#### What you need to do:
Could you reproduce, exactly as written, every line from the one containing "Return one point per instance of the window" through the last line of the records, and nothing else?

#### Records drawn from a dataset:

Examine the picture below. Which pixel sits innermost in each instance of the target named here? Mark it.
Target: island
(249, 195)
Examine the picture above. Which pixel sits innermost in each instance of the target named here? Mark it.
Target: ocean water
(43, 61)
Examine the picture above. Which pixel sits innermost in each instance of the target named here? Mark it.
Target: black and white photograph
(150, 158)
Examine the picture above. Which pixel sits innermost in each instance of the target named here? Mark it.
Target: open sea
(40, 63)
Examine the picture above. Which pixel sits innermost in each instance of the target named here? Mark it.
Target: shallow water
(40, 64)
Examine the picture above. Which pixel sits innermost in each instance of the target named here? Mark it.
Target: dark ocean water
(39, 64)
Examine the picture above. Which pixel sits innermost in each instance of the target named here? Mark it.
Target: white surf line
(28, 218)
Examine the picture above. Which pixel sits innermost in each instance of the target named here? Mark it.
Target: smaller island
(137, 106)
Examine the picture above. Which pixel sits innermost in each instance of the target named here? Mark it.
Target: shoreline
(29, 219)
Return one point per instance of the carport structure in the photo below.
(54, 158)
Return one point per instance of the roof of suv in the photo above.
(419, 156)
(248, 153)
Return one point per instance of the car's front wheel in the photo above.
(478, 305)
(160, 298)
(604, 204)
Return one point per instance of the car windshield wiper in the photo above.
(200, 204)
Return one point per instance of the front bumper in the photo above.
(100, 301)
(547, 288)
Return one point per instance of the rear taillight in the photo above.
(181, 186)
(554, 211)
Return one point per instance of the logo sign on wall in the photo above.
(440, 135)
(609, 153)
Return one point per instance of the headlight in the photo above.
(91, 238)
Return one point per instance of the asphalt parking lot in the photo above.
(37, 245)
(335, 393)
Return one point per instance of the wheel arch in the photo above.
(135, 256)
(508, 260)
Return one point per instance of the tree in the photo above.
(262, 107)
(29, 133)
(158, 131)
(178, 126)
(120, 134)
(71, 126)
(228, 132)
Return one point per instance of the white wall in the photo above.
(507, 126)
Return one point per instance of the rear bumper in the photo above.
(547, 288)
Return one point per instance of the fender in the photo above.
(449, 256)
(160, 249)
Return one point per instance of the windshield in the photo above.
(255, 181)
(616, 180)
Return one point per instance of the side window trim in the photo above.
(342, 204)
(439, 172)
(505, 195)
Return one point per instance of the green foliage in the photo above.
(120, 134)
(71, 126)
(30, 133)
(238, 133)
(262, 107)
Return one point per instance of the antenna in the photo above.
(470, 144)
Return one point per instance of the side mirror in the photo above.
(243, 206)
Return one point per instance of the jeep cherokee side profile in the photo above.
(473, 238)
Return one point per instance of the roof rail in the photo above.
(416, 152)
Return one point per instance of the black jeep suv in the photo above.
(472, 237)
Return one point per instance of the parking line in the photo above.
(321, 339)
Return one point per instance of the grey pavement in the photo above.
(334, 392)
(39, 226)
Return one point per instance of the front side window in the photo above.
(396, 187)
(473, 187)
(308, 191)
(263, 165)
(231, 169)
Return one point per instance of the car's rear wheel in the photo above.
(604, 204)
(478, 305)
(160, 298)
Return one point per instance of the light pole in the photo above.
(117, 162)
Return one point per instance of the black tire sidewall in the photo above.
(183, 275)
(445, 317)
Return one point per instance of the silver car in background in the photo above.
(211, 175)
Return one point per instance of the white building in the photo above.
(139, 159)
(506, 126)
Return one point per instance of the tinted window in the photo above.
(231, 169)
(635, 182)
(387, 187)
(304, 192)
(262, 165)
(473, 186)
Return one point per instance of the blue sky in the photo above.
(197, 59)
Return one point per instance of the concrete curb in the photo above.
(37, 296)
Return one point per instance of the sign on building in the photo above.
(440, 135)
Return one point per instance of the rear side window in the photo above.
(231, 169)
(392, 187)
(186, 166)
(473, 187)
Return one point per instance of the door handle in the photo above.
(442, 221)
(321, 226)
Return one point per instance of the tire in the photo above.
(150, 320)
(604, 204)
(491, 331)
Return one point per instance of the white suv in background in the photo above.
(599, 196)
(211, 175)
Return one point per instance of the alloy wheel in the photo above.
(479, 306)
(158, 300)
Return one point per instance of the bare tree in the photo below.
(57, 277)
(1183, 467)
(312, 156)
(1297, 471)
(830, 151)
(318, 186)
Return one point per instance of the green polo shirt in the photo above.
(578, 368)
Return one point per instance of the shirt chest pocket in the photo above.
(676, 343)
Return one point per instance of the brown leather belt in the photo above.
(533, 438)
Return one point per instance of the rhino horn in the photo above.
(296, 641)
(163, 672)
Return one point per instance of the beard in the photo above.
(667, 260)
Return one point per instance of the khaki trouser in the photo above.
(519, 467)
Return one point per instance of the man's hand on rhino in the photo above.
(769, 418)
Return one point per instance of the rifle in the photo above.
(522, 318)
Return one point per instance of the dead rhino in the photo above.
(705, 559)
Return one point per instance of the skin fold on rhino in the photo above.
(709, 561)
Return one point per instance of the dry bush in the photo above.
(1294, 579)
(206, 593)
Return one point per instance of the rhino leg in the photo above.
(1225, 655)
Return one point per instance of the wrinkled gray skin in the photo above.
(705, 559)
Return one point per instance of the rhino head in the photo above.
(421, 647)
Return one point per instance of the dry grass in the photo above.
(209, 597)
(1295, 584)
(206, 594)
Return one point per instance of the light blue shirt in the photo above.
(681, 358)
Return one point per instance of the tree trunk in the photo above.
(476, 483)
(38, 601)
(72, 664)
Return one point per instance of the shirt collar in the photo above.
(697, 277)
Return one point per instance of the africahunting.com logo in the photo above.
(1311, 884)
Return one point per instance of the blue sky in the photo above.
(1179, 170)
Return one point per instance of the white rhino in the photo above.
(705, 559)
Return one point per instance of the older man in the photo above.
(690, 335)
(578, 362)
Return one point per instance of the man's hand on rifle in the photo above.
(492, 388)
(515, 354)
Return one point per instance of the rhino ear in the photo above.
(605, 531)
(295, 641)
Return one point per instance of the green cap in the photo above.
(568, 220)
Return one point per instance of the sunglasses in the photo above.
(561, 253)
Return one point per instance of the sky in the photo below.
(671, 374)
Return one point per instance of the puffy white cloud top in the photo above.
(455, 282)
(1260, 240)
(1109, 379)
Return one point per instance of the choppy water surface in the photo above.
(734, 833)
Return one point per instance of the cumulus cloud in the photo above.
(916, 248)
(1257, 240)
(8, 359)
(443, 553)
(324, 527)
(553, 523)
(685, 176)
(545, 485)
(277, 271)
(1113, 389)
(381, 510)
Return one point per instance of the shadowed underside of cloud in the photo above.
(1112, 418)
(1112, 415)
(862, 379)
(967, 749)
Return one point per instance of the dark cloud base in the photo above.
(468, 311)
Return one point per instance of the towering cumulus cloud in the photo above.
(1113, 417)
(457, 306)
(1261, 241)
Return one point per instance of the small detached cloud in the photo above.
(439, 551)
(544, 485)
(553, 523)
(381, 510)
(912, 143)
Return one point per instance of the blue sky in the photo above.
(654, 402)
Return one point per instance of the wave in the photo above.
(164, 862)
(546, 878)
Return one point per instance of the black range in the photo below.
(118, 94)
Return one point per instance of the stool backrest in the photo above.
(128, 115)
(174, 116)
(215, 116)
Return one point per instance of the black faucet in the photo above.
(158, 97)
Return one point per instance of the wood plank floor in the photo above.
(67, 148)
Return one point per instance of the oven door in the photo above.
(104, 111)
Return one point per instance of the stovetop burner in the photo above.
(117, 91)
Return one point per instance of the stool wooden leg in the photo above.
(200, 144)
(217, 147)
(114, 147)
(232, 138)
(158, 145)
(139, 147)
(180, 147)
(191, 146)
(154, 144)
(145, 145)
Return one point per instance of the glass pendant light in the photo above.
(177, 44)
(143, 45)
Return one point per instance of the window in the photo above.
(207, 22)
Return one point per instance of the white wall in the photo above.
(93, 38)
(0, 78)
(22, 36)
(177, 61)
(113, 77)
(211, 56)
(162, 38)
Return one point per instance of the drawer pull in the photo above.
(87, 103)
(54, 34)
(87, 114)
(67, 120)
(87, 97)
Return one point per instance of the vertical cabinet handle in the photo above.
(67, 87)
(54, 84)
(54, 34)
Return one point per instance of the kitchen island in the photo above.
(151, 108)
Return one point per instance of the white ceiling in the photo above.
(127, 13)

#### Written response:
Return one point per instance of the window in the photo above.
(207, 22)
Return one point per instance of the white wall in the photo above.
(93, 38)
(0, 78)
(22, 36)
(177, 61)
(113, 77)
(211, 56)
(162, 38)
Return one point per instance of the drawer pull in the photo above.
(87, 103)
(54, 34)
(87, 114)
(67, 120)
(87, 97)
Return one point per instance of the vertical cabinet handle in the photo above.
(67, 87)
(54, 84)
(54, 34)
Return one point per instance of the kitchen island in the photo above.
(151, 108)
Return one point per instance of the white ceiling in the photo above.
(127, 13)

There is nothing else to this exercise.